Pakar Hukum UI Dr. Edmon Makarim: Selayaknya Adil dan Beradablah dalam Berinformasi dan Berkomunikasi

Pakar Hukum UI Dr. Edmon Makarim: Selayaknya Adil dan Beradablah dalam Berinformasi dan Berkomunikasi

 

Multinewsmagazine.com – Di balik pesatnya perkembangan digital dan media sosial saat ini, merekam orang lain tanpa izin menjadi salah satu isu yang cukup meresahkan publik. Kemudahan dalam berbagi konten di media sosial dan semakin canggihnya gadget dengan berbagai aplikasinya, turut mendorong banyaknya video atau foto viral yang merekam aksi seseorang baik dalam konteks ruang privat maupun dalam ruang publik. Selain berpotensi melanggar etika, tindakan ini dapat melanggar kaedah aturan hukum tentang berinformasi dan berkomunikasi jika tidak sesuai dengan konteksnya dan tidak didasari oleh adanya suatu kepentingan hukum yang sah (legitimate interest).

Pakar hukum bidang Hak atas Kekayaan Intelektual dan Telematika Fakultas Hukum (FH) Universitas Indonesia (UI) Dr. Edmon Makarim, S.Kom., SH., LL.M., mengatakan bahwa tindakan tersebut tidak hanya diatur dalam Undang-Undang (UU) Informasi dan Transaksi Elektronik (ITE), tetapi juga dalam UU lainnya yang terkait dengan informasi dan komunikasi itu sendiri. “UU ITE mengatur adanya perlindungan Hak atas Privasi terhadap keberadaan informasi dan komunikasi. Dalam konteks merekam suatu informasi, tentu harus dilihat apakah dalam konteks hubungan komunikasi privat ataukah publik? Demikian pula halnya dengan pengungkapan serta penyebaran informasi tersebut, apakah menyangkut kepentingan privat ataukah kepentingan publik. Setiap orang dengan baik dengan pasal 21 UU HAM maupun dengan pasal 26 UU ITE tentu dapat menggugat pihak lain yang merugikan kepentingan privasinya sebagai suatu perbuatan melawan hukum,” ujar Dr. Edmon.

Lebih lanjut ia menyampaikan, dalam konteks komunikasi publik, pada dasarnya UU ITE melarang tindakan penyebaran konten ilegal, yakni informasi yang bersifat melawan hukum baik berdasarkan suatu UU ataupun berdasarkan kepatutan/kesusilaan dalam masyarakat. Secara garis besar, sifat melawan hukum adalah suatu istilah generik dalam sistem hukum yang mencakup semua jenis perbuatan yang tidak legitimate interest yang berakibat merugikan orang lain atau perbuatan-perbuatan yang bertentangan dengan UU, kesusilaan, ataupun ketertiban umum.

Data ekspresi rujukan
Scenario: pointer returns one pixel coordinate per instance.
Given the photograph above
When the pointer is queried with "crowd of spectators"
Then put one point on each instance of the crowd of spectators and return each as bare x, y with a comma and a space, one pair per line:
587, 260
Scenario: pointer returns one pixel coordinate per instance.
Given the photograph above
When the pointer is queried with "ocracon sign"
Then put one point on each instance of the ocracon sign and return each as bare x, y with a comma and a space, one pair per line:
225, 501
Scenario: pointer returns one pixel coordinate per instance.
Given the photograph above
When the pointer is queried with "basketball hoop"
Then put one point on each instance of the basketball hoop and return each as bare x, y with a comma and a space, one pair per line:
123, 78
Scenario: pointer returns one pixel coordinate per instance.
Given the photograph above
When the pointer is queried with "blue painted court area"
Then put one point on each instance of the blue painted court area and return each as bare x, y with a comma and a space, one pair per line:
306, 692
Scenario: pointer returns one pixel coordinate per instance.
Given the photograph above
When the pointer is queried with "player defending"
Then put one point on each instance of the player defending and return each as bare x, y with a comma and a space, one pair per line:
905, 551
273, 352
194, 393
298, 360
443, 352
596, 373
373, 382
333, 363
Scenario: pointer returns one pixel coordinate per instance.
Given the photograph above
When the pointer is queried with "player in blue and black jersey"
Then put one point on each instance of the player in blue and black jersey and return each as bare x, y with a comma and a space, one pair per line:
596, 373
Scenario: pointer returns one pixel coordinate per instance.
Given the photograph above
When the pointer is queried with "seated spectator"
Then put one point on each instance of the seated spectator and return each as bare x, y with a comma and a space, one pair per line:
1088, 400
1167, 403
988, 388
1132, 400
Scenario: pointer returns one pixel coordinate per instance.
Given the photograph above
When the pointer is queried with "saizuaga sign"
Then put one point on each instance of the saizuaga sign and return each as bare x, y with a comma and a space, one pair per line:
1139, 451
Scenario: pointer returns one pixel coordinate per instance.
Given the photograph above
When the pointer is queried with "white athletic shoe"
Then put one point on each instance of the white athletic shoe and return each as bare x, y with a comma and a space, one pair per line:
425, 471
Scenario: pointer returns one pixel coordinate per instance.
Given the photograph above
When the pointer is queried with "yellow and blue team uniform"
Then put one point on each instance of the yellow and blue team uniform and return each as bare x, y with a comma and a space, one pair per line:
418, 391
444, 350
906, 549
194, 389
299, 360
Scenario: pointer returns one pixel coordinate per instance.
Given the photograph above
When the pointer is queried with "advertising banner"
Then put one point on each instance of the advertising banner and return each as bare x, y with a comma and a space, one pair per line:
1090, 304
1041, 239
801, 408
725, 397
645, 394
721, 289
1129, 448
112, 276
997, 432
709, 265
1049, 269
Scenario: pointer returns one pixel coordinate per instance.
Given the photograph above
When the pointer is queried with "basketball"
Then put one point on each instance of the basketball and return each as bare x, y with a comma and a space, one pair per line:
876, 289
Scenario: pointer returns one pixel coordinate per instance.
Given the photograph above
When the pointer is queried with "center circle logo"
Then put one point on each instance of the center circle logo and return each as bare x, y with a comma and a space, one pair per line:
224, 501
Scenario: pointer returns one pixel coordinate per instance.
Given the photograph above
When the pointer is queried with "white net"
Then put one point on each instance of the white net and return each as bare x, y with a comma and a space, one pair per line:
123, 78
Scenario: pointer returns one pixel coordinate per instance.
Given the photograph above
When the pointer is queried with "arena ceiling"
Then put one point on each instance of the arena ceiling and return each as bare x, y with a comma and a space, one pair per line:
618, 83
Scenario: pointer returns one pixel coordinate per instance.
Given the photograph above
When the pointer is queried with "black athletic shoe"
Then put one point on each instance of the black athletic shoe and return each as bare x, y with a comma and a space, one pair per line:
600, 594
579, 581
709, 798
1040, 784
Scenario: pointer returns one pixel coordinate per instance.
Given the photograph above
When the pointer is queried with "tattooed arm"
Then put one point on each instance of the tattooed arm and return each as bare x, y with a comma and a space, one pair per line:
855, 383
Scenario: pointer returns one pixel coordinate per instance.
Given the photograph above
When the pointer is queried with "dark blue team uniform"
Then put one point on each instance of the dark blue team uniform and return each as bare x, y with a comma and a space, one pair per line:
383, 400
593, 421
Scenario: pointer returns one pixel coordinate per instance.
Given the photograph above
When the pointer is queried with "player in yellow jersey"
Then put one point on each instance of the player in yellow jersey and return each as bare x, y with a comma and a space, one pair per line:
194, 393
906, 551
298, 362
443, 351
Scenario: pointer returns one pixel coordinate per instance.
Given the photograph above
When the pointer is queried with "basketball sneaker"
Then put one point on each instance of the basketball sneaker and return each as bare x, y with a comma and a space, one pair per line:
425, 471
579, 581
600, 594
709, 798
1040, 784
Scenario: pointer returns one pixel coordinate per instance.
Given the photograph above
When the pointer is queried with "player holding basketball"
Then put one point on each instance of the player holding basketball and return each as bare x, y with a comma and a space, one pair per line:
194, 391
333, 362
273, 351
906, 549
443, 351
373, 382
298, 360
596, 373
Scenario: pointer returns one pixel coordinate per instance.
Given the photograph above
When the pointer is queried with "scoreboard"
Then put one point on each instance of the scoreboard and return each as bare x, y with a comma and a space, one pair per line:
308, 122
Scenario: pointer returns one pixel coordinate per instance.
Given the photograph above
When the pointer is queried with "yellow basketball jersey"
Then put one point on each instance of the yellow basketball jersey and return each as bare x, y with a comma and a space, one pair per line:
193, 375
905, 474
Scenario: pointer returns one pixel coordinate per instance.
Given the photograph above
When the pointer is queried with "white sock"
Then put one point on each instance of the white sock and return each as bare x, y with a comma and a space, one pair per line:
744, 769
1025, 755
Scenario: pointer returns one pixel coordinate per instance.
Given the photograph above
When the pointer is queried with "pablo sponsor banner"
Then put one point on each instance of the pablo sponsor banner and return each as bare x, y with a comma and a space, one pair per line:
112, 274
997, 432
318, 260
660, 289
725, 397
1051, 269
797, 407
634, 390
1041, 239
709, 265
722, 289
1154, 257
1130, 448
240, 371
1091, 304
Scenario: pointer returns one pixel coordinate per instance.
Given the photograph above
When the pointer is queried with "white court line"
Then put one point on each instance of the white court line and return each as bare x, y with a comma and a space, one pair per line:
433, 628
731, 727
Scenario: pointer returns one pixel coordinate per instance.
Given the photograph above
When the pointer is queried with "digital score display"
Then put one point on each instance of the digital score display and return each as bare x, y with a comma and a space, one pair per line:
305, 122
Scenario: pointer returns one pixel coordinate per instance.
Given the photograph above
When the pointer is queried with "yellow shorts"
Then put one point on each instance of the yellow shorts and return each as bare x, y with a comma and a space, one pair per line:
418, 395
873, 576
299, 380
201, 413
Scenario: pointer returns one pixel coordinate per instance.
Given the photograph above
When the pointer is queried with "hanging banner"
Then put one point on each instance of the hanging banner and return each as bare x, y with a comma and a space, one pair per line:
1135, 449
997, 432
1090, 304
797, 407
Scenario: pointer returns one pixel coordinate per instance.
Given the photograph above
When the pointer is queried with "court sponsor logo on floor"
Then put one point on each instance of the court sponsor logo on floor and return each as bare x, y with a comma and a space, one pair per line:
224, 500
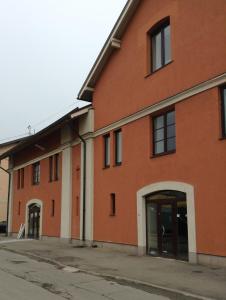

→ PETUNJUK TUGAS:
**1.** Perbarui bagian artikel tentang merekam orang lain tanpa izin, mulai dari "Lebih lanjut ia" dan terus sampai "ataupun ketertiban umum.". Tulis ulang bagian itu dengan "istilah generik" diganti menjadi "istilah umum".
**2.** Jawab pertanyaan berikut berdasarkan artikel tentang merekam orang lain tanpa izin:
(a) Apa bidang keahlian Dr. Edmon Makarim di Fakultas Hukum UI?
(b) Pasal apa dari UU HAM dan dari UU ITE yang disebut bisa dipakai untuk menggugat pihak yang merugikan kepentingan privasi?
(c) Dalam konteks komunikasi publik, tindakan apa yang pada dasarnya dilarang oleh UU ITE?
**3.** Ringkas paragraf dalam artikel tentang merekam orang lain tanpa izin yang diawali "Lebih lanjut ia menyampaikan" menjadi daftar singkat. Fakta utamanya harus tetap ada.

→ JAWABAN TUGAS:
**1.**
Lebih lanjut ia menyampaikan, dalam konteks komunikasi publik, pada dasarnya UU ITE melarang tindakan penyebaran konten ilegal, yakni informasi yang bersifat melawan hukum baik berdasarkan suatu UU ataupun berdasarkan kepatutan/kesusilaan dalam masyarakat. Secara garis besar, sifat melawan hukum adalah suatu istilah umum dalam sistem hukum yang mencakup semua jenis perbuatan yang tidak legitimate interest yang berakibat merugikan orang lain atau perbuatan-perbuatan yang bertentangan dengan UU, kesusilaan, ataupun ketertiban umum.

**2.**
(a) Hak atas Kekayaan Intelektual dan Telematika.
(b) Pasal 21 UU HAM dan pasal 26 UU ITE.
(c) Penyebaran konten ilegal.

**3.**
- Dalam komunikasi publik, UU ITE pada dasarnya melarang penyebaran konten ilegal.
- Konten ilegal adalah informasi yang melawan hukum, baik menurut UU maupun menurut kepatutan/kesusilaan dalam masyarakat.
- Sifat melawan hukum adalah istilah generik dalam sistem hukum.
- Istilah ini mencakup semua perbuatan tanpa legitimate interest yang merugikan orang lain.
- Istilah ini juga mencakup perbuatan yang bertentangan dengan UU, kesusilaan, atau ketertiban umum.